Exercise aim: Give again, word for word, every line in the entries below from the line with "Target: trumpet-shaped flower" up to and including the line with "like point(159, 24).", and no other line.

Entries provided:
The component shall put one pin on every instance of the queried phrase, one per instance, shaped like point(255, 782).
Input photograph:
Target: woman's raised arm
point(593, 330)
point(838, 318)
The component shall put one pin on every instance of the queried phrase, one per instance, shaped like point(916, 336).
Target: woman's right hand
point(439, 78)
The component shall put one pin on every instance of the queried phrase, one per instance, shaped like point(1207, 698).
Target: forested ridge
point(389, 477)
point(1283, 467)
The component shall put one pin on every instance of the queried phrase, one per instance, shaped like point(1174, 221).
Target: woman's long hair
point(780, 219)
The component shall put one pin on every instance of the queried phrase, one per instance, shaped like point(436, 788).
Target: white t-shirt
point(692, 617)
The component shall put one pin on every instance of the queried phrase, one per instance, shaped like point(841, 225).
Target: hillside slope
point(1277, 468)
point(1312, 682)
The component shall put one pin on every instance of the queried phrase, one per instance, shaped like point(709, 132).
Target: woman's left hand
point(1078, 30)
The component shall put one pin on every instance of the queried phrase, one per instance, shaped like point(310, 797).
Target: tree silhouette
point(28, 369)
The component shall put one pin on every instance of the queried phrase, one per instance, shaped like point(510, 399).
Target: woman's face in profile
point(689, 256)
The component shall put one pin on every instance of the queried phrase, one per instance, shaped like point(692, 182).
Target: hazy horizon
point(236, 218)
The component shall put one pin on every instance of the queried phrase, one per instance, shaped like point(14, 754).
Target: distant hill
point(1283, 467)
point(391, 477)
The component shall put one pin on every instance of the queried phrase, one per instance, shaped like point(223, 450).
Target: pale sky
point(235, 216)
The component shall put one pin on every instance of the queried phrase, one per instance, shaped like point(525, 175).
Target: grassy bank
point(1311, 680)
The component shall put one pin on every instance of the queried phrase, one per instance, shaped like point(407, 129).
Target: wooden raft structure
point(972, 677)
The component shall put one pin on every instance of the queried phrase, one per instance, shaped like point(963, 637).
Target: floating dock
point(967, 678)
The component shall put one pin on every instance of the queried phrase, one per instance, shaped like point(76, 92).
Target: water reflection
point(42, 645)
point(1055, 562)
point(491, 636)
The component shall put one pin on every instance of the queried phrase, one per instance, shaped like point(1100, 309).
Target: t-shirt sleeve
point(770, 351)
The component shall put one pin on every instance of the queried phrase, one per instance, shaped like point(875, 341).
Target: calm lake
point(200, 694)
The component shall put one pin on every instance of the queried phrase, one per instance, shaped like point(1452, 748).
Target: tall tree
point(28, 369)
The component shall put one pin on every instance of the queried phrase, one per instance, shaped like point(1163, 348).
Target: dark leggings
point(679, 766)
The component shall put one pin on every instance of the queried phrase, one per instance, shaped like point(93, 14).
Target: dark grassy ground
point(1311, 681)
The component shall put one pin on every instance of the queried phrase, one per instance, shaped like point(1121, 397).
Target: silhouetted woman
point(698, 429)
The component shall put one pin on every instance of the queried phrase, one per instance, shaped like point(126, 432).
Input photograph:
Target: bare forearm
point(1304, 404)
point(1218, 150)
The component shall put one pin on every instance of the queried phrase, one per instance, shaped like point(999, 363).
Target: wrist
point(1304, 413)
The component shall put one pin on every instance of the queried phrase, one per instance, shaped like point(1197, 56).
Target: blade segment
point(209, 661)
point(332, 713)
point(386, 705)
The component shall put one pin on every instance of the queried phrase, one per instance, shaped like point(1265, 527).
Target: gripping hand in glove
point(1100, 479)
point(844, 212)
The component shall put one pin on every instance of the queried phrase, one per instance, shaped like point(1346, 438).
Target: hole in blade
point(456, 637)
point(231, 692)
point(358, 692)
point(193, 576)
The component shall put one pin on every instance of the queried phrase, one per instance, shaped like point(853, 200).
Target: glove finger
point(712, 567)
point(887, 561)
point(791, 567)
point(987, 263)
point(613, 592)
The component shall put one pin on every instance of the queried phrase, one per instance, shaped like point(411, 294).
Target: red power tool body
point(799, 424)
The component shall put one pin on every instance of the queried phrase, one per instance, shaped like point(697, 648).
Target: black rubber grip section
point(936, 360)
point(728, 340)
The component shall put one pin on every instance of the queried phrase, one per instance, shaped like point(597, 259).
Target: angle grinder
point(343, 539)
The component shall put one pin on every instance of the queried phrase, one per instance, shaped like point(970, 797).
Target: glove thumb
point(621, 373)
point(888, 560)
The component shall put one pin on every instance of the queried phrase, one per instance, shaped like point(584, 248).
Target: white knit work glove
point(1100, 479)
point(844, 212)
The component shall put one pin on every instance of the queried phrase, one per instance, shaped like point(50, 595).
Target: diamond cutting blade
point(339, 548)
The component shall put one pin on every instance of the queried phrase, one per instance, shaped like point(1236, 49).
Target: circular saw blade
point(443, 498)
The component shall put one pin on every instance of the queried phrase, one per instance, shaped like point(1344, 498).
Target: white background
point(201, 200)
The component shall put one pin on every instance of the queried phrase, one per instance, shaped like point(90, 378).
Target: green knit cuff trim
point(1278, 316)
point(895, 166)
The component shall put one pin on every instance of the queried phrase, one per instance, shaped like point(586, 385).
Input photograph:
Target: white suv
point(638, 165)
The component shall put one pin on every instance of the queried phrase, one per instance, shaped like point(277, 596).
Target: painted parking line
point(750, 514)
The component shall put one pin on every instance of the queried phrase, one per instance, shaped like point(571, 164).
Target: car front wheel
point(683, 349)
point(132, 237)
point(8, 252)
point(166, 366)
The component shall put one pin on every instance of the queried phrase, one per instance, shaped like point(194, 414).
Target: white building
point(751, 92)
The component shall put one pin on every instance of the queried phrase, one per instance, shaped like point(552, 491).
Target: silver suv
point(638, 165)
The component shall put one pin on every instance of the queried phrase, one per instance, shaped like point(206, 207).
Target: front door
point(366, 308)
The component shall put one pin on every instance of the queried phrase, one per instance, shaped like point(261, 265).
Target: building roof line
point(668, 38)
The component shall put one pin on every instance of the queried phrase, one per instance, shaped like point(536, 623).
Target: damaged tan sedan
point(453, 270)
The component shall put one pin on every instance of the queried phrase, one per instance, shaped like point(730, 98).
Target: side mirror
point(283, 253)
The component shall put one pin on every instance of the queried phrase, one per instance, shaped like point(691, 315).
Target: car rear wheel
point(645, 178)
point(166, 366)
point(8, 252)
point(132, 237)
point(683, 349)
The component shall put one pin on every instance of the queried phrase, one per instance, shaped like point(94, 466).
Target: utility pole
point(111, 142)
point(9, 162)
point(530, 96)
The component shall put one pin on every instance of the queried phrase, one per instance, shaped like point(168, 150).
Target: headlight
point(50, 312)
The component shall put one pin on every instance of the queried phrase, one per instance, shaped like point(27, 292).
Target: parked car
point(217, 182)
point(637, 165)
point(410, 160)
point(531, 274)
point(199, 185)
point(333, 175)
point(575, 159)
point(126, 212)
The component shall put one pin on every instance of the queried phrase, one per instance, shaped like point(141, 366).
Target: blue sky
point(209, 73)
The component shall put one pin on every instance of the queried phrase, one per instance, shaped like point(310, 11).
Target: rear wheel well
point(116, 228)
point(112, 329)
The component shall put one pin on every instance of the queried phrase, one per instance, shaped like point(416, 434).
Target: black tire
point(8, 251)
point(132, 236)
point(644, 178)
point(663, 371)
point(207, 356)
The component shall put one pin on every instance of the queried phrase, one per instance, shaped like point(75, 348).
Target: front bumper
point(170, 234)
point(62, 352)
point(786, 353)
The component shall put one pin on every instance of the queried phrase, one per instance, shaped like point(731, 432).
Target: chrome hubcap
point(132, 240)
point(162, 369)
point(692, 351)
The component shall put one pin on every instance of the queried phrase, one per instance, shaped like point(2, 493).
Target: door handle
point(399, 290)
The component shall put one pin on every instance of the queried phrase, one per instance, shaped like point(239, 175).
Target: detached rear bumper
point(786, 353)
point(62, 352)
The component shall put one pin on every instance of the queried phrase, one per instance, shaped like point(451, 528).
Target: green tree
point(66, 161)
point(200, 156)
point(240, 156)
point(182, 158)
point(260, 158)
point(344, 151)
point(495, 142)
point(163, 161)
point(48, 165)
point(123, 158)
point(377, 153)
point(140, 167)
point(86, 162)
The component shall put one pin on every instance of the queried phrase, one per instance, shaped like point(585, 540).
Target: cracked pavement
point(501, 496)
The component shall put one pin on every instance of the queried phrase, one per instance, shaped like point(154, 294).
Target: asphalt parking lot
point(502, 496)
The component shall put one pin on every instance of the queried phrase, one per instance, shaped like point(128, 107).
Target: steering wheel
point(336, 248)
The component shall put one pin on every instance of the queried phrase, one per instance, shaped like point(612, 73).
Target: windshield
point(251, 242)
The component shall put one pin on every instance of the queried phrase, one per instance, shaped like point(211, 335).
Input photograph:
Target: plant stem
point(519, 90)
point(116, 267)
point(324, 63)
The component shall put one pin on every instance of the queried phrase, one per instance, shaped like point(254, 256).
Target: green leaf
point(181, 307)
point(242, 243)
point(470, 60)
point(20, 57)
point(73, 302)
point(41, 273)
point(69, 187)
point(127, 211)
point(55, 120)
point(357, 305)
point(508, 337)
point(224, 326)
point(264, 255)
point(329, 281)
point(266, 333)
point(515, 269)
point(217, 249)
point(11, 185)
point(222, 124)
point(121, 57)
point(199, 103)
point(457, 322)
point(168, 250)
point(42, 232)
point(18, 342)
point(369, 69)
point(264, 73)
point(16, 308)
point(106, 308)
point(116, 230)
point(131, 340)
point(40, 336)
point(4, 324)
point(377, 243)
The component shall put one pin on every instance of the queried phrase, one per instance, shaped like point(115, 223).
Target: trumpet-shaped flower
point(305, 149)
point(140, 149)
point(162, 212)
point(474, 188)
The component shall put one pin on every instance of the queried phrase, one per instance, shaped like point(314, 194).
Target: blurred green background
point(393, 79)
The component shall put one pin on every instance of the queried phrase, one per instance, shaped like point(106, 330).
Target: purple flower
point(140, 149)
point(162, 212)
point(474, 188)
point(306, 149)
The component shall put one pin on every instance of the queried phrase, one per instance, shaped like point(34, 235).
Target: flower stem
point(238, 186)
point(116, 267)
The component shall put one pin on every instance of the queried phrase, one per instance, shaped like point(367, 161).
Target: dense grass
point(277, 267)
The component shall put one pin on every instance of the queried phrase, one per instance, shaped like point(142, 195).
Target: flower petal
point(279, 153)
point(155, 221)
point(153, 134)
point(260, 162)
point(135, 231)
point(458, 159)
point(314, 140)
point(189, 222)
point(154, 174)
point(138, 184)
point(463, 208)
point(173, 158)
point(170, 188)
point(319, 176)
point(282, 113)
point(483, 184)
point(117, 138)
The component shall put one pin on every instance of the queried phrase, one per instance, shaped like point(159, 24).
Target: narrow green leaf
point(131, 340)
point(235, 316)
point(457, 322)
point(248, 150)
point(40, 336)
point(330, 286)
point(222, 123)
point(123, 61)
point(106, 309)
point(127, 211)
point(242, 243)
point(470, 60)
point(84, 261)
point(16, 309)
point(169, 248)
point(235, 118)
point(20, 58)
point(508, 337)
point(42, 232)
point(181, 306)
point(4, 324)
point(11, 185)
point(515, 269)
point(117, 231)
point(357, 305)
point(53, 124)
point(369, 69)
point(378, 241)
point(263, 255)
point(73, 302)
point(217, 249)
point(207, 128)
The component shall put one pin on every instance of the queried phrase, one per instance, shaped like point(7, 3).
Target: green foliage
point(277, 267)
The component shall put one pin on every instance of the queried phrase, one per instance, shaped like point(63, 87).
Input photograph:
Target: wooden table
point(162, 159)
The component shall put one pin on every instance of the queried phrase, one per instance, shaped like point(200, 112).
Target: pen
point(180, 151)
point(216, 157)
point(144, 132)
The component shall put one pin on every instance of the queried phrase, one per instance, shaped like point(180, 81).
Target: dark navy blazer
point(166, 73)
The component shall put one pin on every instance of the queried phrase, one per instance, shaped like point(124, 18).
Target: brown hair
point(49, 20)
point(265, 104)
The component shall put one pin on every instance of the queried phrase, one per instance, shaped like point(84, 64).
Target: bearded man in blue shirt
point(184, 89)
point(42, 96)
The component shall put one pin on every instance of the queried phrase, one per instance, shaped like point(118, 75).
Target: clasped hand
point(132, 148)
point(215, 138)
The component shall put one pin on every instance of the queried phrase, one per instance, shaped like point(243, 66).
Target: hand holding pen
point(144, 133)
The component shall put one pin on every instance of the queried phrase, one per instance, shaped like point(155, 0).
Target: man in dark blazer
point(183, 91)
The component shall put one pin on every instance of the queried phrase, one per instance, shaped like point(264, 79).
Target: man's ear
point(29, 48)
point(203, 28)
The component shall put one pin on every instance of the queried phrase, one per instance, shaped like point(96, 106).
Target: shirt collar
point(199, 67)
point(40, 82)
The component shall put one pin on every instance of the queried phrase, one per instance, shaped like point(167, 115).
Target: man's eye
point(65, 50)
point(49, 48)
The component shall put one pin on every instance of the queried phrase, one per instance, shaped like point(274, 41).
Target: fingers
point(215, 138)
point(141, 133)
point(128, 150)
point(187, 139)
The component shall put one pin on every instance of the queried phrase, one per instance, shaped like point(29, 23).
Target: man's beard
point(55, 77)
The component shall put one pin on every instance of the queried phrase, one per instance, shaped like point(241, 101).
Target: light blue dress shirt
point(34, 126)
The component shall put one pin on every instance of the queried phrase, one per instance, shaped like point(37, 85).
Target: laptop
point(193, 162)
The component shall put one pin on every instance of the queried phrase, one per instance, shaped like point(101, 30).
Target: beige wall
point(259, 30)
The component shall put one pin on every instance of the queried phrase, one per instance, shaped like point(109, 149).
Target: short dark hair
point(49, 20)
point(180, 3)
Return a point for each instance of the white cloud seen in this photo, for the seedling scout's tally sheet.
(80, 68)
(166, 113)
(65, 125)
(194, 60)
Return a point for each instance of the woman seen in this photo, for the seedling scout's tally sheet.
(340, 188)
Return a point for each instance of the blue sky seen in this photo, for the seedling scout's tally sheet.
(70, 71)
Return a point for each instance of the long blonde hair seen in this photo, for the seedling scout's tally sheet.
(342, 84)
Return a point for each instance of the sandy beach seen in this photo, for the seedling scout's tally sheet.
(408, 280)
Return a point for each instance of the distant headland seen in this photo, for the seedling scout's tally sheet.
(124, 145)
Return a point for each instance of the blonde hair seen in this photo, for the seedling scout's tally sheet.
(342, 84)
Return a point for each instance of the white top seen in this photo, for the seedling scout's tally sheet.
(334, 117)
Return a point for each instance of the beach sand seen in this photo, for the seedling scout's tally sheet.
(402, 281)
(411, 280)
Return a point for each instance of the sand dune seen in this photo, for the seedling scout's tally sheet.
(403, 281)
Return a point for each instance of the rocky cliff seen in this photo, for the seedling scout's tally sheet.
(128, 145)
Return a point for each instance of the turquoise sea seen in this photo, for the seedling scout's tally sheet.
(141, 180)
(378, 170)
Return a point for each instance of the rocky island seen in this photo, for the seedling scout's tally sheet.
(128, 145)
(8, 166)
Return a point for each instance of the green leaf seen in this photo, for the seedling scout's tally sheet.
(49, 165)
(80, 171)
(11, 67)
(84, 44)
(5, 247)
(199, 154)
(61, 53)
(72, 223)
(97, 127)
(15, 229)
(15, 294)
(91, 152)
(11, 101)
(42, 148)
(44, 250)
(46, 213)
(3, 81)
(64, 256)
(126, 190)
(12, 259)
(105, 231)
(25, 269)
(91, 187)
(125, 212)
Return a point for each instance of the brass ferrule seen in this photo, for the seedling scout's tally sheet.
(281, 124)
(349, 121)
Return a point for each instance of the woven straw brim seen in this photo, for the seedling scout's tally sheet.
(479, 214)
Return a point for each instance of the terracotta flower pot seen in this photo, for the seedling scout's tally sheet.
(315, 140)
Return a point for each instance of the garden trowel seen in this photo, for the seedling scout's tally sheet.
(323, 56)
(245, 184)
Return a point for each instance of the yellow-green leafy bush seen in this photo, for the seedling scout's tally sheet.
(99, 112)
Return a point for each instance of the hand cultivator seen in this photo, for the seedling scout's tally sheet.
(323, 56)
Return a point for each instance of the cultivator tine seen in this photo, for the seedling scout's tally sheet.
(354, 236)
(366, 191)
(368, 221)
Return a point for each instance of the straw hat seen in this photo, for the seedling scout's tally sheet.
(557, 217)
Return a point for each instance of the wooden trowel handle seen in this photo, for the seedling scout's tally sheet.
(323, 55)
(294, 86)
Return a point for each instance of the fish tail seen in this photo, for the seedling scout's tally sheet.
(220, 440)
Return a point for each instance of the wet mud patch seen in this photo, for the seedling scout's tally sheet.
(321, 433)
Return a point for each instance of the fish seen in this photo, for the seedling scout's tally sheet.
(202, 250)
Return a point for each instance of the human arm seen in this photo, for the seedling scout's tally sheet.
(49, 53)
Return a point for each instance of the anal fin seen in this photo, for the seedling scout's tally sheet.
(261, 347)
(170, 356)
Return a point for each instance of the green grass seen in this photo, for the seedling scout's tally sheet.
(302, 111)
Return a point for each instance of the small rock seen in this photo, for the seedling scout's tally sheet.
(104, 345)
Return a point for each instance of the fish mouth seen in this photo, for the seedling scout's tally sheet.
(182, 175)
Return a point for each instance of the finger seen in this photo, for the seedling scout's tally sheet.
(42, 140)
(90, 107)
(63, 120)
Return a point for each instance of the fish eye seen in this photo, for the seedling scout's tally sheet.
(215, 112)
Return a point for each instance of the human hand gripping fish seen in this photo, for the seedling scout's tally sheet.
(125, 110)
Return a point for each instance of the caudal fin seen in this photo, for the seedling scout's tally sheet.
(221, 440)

Answer area:
Target: trumpet-shaped flower
point(305, 149)
point(140, 149)
point(162, 212)
point(474, 188)
The component shall put one pin on every instance of the queried phrase, one per instance, shaped like point(314, 194).
Target: blurred green background
point(393, 79)
The component shall put one pin on every instance of the queried phrase, one per instance, shaped like point(106, 330).
Target: purple flower
point(140, 149)
point(162, 212)
point(474, 188)
point(306, 149)
The component shall put one pin on every instance of the queried phrase, one per instance, shaped like point(34, 235).
Target: flower stem
point(238, 186)
point(116, 267)
The component shall put one pin on every instance of the queried phrase, one per instance, shaped like point(367, 161).
Target: dense grass
point(277, 267)
The component shall put one pin on every instance of the queried phrase, one per instance, shaped like point(142, 195).
Target: flower petal
point(279, 153)
point(155, 221)
point(153, 134)
point(260, 162)
point(135, 231)
point(458, 159)
point(314, 140)
point(189, 222)
point(154, 174)
point(138, 184)
point(463, 208)
point(173, 158)
point(170, 188)
point(319, 176)
point(282, 113)
point(483, 184)
point(117, 138)
The component shall put one pin on every instance of the queried phrase, one per instance, shaped like point(159, 24).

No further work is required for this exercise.